## Short exercise
Repeat the stretch from the line containing "[tag] purple lepidolite" through the end of the records, leaving every line as it appears.

## begin Material for the task

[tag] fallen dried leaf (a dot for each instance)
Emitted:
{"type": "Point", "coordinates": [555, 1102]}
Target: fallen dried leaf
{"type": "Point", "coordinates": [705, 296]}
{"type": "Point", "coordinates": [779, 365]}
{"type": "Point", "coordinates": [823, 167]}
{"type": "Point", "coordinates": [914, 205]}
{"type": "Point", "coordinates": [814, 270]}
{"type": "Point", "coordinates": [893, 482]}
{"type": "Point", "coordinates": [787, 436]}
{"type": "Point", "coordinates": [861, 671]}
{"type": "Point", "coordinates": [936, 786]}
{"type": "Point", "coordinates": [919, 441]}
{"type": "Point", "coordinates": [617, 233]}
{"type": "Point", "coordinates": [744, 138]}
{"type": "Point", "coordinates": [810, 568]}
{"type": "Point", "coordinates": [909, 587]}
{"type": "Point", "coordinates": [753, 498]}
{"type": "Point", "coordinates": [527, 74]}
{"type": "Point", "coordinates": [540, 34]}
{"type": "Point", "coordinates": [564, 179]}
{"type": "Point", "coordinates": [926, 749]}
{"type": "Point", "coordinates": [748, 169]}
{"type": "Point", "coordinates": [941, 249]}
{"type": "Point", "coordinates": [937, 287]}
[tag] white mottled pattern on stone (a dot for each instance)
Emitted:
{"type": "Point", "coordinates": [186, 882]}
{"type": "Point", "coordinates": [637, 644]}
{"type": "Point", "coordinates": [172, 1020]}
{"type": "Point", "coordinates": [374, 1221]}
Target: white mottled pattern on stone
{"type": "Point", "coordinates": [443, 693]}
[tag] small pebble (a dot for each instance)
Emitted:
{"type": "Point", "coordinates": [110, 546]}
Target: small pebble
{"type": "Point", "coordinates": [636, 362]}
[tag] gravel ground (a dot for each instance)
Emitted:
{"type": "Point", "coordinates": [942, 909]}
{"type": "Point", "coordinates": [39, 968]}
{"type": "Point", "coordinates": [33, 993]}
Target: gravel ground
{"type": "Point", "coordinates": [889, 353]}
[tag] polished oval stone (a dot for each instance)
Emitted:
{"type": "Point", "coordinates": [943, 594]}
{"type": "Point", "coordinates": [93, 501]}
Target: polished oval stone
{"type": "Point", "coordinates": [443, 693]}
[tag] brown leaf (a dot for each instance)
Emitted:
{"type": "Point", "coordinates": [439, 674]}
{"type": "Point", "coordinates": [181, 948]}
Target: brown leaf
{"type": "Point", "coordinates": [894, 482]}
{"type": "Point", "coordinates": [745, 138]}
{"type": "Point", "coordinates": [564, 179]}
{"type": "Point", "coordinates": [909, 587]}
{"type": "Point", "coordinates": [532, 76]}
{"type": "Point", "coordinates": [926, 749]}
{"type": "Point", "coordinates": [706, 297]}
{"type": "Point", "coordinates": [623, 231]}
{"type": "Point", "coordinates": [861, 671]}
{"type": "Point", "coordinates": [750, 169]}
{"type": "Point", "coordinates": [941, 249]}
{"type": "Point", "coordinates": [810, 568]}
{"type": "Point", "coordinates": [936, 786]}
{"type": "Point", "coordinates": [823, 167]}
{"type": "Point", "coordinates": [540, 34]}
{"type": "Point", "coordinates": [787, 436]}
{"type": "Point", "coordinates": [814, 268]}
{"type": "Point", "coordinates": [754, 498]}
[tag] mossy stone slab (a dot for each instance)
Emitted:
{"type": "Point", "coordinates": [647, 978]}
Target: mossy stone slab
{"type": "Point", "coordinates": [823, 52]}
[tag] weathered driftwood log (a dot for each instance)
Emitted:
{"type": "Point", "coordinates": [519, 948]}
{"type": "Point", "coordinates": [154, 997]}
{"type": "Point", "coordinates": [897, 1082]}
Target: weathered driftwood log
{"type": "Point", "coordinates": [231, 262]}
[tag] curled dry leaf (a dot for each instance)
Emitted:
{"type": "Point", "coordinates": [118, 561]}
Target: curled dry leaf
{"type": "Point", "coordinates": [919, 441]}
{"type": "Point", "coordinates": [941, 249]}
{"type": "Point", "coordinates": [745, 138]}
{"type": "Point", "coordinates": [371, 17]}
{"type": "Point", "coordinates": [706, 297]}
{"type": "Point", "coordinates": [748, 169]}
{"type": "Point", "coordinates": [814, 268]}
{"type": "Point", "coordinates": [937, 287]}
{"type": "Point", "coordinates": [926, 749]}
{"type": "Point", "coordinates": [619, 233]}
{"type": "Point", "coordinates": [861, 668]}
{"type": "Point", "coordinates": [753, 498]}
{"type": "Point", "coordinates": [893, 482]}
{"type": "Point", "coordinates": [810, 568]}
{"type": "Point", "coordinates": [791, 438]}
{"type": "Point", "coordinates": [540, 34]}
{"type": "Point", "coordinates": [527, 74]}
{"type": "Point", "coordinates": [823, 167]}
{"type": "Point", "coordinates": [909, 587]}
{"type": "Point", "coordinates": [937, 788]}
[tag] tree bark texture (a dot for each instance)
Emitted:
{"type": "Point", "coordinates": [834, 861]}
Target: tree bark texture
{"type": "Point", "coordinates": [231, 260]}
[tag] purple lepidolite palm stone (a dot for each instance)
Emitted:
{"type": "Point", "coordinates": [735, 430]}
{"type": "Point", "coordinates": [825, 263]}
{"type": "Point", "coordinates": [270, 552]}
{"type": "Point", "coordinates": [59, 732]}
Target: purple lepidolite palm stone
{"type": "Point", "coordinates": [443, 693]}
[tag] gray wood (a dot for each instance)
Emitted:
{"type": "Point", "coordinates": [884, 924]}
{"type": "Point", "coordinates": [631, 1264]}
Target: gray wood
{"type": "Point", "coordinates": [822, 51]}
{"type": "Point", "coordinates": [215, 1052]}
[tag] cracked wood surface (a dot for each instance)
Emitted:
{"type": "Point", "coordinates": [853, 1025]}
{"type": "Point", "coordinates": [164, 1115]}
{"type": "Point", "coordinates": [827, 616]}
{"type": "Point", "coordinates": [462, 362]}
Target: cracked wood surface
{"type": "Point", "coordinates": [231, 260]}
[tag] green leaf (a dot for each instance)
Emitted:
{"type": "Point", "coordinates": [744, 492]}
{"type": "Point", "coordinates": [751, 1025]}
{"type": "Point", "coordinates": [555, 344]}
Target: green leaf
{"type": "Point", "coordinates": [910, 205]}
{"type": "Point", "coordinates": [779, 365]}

## end Material for the task

## Worked answer
[tag] purple lepidolite palm stone (a dot for each instance)
Emitted:
{"type": "Point", "coordinates": [735, 430]}
{"type": "Point", "coordinates": [825, 263]}
{"type": "Point", "coordinates": [270, 552]}
{"type": "Point", "coordinates": [59, 732]}
Target: purple lepidolite palm stone
{"type": "Point", "coordinates": [443, 693]}
[tag] gray wood (a dot for each instance)
Emitted:
{"type": "Point", "coordinates": [884, 924]}
{"type": "Point", "coordinates": [631, 1264]}
Target: gray wood
{"type": "Point", "coordinates": [822, 51]}
{"type": "Point", "coordinates": [215, 1052]}
[tag] cracked wood surface (a dot for each instance)
Emitted:
{"type": "Point", "coordinates": [853, 1025]}
{"type": "Point", "coordinates": [164, 1115]}
{"type": "Point", "coordinates": [827, 616]}
{"type": "Point", "coordinates": [462, 362]}
Target: cracked wood surface
{"type": "Point", "coordinates": [231, 260]}
[tag] green leaf (a dot for each instance)
Emitted:
{"type": "Point", "coordinates": [744, 492]}
{"type": "Point", "coordinates": [751, 1025]}
{"type": "Point", "coordinates": [555, 344]}
Target: green leaf
{"type": "Point", "coordinates": [910, 205]}
{"type": "Point", "coordinates": [779, 365]}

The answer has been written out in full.